**DATA PROVIDED:**
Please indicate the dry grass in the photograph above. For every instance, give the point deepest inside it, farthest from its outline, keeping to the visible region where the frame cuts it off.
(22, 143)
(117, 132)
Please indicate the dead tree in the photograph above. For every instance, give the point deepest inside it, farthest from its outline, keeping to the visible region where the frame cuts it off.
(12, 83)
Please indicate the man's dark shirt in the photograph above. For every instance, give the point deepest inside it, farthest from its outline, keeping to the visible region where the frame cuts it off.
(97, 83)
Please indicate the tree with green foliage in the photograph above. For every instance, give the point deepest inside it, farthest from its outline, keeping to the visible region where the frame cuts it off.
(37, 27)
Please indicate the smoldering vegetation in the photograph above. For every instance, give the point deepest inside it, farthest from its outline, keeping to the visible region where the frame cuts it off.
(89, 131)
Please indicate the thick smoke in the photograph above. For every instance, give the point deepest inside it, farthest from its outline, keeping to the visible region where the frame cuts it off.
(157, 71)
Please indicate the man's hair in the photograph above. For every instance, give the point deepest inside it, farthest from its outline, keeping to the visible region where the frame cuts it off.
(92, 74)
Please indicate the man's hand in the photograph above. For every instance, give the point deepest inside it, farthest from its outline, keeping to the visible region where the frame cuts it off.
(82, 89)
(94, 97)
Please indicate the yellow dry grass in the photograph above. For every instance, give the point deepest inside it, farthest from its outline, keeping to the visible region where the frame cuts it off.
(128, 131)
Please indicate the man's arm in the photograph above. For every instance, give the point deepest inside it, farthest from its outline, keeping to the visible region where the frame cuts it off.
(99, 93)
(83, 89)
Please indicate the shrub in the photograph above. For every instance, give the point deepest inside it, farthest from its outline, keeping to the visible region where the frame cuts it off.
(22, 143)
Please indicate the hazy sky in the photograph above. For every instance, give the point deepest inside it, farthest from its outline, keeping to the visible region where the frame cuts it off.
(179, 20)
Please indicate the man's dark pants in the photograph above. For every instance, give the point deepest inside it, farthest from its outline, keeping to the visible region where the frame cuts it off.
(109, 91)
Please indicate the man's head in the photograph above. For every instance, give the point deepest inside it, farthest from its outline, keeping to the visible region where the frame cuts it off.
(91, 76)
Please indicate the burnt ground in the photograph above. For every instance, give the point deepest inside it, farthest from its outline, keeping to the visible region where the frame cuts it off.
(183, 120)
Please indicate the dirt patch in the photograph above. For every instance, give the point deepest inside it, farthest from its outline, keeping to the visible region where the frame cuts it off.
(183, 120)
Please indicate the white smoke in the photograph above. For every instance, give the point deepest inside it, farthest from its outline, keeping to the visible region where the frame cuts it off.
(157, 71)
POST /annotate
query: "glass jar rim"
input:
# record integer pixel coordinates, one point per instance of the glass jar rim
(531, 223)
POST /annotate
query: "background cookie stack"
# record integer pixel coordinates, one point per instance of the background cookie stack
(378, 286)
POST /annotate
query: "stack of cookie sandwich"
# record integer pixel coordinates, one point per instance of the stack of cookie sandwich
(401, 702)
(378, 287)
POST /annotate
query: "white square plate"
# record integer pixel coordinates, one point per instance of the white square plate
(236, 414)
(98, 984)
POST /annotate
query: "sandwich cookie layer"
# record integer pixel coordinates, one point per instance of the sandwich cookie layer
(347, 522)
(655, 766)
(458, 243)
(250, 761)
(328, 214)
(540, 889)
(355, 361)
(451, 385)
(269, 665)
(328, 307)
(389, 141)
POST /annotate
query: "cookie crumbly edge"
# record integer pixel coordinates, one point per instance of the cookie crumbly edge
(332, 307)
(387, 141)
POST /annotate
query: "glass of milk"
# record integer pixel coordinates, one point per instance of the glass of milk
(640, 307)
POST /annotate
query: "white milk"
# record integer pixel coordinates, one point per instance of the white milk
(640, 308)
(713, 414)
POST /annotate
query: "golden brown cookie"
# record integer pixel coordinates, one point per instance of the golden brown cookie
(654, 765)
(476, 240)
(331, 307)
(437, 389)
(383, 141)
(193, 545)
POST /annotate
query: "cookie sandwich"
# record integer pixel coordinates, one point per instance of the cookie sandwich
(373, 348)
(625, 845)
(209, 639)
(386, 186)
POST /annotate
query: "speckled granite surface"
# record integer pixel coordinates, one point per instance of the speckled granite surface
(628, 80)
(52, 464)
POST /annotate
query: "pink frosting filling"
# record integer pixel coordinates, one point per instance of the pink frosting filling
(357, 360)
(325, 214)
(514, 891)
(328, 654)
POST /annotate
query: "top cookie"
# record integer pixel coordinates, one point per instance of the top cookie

**ABOUT THIS EXERCISE:** Could you retype every line of the data exactly?

**EXERCISE RESPONSE:**
Please indicate the dry grass in the photograph above. For every instance, give the point deepest inside it, farthest from its outline, keeping to the visible region where the frame cuts it off.
(22, 143)
(117, 132)
Please indicate the dead tree in the photograph above. For every instance, give the point deepest inside it, farthest from its outline, keeping to the visible region where the frame cuts it off.
(12, 83)
Please indicate the man's dark shirt in the photograph above. For every instance, give the point deepest inside it, farthest from its outline, keeping to the visible region where the frame cuts it off.
(97, 83)
Please indicate the tree with green foliage in the photograph above. For every instance, give the point deepest inside it, farthest from its outline, keeping to the visible region where the frame cuts it off.
(37, 27)
Please indicate the smoldering vegetation in the photograph above. For every instance, give the point deepest inside it, farthest from its outline, keeping to the visible region where the frame cuts it off.
(89, 131)
Please indicate the thick smoke in the photograph above. For every instance, give the point deepest inside it, farthest from its outline, keeping to the visible region where the frame cuts it off.
(157, 71)
Please indicate the man's hair in the photograph above. For every instance, give the point deepest inside it, farthest from its outline, keeping to the visible region where the frame cuts it off.
(92, 74)
Please indicate the man's hand in the photograph above. For every instance, give the point deepest inside it, farthest from its outline, keeping to the visible region where the frame cuts it off.
(82, 89)
(94, 97)
Please indicate the yellow dry grass in the photograph above. For every instance, give the point deepest inside it, farthest from its outline, keeping to the visible region where the frame cuts it off.
(128, 131)
Please indicate the man's arm in the photograph above. For every instance, give the point deepest inside it, farthest from its outline, keeping to the visible region where the frame cuts it off.
(99, 93)
(83, 89)
Please indicate the shrub in the photograph above. For every instance, give the point deepest inside it, farthest from its outline, keeping to the visible region where the frame cuts it off.
(22, 143)
Please indicate the hazy sky in the photograph above. For every instance, give the point deepest inside it, farthest from its outline, keeping to the visible region where the frame cuts it off.
(179, 20)
Please indicate the man's dark pants in the photograph above. For every instance, give the point deepest inside it, farthest from its outline, keeping to the visible region where the frame cuts it off.
(109, 91)
Please indicate the man's head in the photograph above. For every instance, give the point deepest inside it, farthest from its outline, keeping to the visible region where the frame cuts it off.
(91, 76)
Please indicate the burnt ground in the photograph above. For every instance, give the point deepest inside it, farthest from its outline, keeping to the visible region where the frame cuts it off.
(183, 120)
Please indicate the dirt patch in the photograph above. For every instance, give the point deepest inside it, farthest from its outline, keeping to the visible region where the frame cuts it off.
(183, 120)
Please indicate the white smoke in the photograph above. For every instance, give the point deepest inside it, farthest from its outline, keeping to the visible region where the frame cuts it off.
(157, 71)
POST /annotate
query: "glass jar rim"
input:
# record integer pixel coordinates, one point per instance of the glass jar rim
(531, 223)
POST /annotate
query: "background cookie stack"
# record integer pixel coordinates, one point per instance of the background cookie stack
(378, 286)
POST /annotate
query: "stack of cookie sandwich"
# record integer pixel coordinates, one point per instance of the stack of cookie sandwich
(401, 702)
(378, 287)
POST /annotate
query: "white square plate"
# record integer pixel coordinates, one point per instance of the white square plate
(236, 414)
(98, 984)
POST /annotate
query: "sandwich cookie layer"
# record integer pixel coordinates, one point per instance of the sandwich cookie layer
(347, 522)
(655, 766)
(458, 243)
(250, 761)
(328, 214)
(540, 889)
(355, 361)
(451, 385)
(269, 665)
(328, 307)
(389, 141)
POST /annotate
query: "cookie crumbly edge"
# record integer pixel coordinates, one point per instance of the cookie crumbly edge
(332, 307)
(387, 141)
POST /annotate
query: "glass of milk"
# record integer pixel coordinates, one point per instance of the glass of milk
(640, 307)
POST /annotate
query: "white milk"
# record integer pixel coordinates, one point per instance of the white milk
(640, 308)
(713, 414)
POST /annotate
query: "golden brown cookie"
# record integer pixel coordinates, one point per instance of the golden brown cookie
(654, 765)
(476, 240)
(331, 307)
(437, 389)
(383, 141)
(193, 545)
POST /annotate
query: "cookie sandwich"
# record integer pixel coordinates, one point per instance of the cookie sandwich
(373, 348)
(625, 845)
(209, 639)
(386, 186)
POST /annotate
query: "speckled granite surface"
# record integer pixel coordinates, one point per instance of the speckled granite surface
(628, 80)
(52, 464)
POST /annotate
query: "pink frosting filling"
# record integer pixel coordinates, one point per instance of the pink frosting filling
(357, 360)
(325, 214)
(514, 891)
(328, 654)
POST /annotate
query: "top cookie"
# record integer pixel coordinates, one point per instance of the top cookie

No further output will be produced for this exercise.